Passage shown:
━━━━━━━━━━━━━━━━
For example, I like bitmask dp problems. They are satisfying for me to solve, and I can usually think of new ideas using it pretty easily. Here are some examples: 1, 2, 3, 4, 5. I also like digit dps. I especially like it when I can combine these with bitmask dps. Some examples: 1, 2, 3, 4, 5.
On the topic of bitmask dps, one extension is the fast walsh hadamard transform. I’ve come up with a few problems about it, and they usually are called hard even though I don’t think the main idea is that hard. Here are some examples: 1, 2, 3, 4, 5. I could probably write a blog post on it to explain more applications at some later point if there’s interest in it, but there is already a good one here.
One last example is matroid problems. I tried to bring matroid intersection to some contests last year. I think these problems can be pretty interesting like flow, in that the reduction is interesting in itself and you can use matroid intersection as a black box. The problem is nobody has matroid intersection book code, so this didn’t seem to work out very well. The proof also seems pretty hard to grasp with only elementary knowledge, so it seems it will stay out of reach for now. Maybe we will see it more in the future if it ever becomes easier to understand or more mainstream. Here are some matroid intersection problems that I set last year: 1, 2. I’m not sure if it’ll be a topic that people are interested in solving, and maybe there just needs to be more education about it to make it more popular.
5. Look at papers and other sources
Sometimes, reading other things can help with making problems. I think it is ok to use papers as sources of problems sometimes, but it should just extract out the interesting problem solving part and make sure it is approachable using known techniques in competitive programming. It should also be the case that knowing the specific paper shouldn’t give a significant advantage (though this is sometimes unavoidable, so the best you can do is make sure the source is obscure enough).
I don’t actively read papers. Instead, I usually stumble upon something when I’m trying to solve something unrelated in contest and get ideas. One example is Xor Game. I found Shannon’s switching game while trying to read about matroids during a contest. I modified it a bit to use a different matroid instead. I don’t think this is that great of an example though, since the proof was too hard to understand and explain, and isn’t really solvable using elementary techniques.
The two problems below are better examples of using other papers:
– New Year and Rainbow Roads. This was a subproblem from a paper, and I don’t remember what the original was about. I think this one is better to use since it’s hard to find the original source, and it’s also easily solvable without needing to know anything from the paper.
– StonesOnATree. This came from a paper in machine learning about trying to minimize the amount of memory needed when training a model. You can treat it as some dag; you need to store some state for each node, and you need to store all of the predecessor’s state to compute a node’s state. This paper claimed the problem is not easily solvable, but I thought it would be easier on a tree. It turns out it’s hard for a tree also, and you need to add some other conditions on the weights of the tree. This is an example where I would not have thought of this idea without reading the paper, but I was able to turn it into an approachable problem.
━━━━━━━━━━━━━━━━
Coordinate annotation lines:

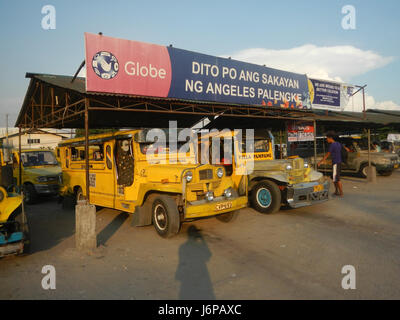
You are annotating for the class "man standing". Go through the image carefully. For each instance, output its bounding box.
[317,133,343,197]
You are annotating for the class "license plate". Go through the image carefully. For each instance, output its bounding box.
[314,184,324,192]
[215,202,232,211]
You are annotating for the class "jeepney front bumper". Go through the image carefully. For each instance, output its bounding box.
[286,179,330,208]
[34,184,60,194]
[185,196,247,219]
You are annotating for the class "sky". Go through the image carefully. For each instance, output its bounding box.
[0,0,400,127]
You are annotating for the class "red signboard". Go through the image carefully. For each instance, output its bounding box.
━━━━━━━━━━━━━━━━
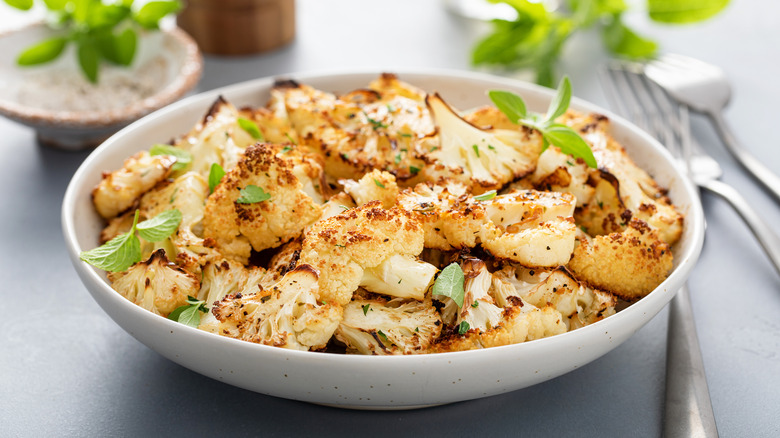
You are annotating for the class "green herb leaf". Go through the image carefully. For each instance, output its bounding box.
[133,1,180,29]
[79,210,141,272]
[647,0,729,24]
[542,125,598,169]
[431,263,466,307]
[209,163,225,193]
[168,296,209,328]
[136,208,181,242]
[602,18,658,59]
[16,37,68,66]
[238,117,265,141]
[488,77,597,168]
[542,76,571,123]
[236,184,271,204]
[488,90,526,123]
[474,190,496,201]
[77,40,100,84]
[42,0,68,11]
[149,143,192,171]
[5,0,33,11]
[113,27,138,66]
━━━━━━━━━━━━━━━━
Requirements:
Summarize the passage on setting contest problems in two sentences. These lines have no part in what is asked here.

Written answer:
The writer likes setting bitmask and digit dp problems, has made fast Walsh-Hadamard transform problems, and tried to bring matroid intersection to contests, which did not work out well because nobody has book code for it and its proof is hard to grasp. Papers can also serve as sources when the interesting problem-solving part is extracted and made approachable with known competitive programming techniques, as with New Year and Rainbow Roads and with StonesOnATree, which came from a machine learning paper on minimizing memory during training.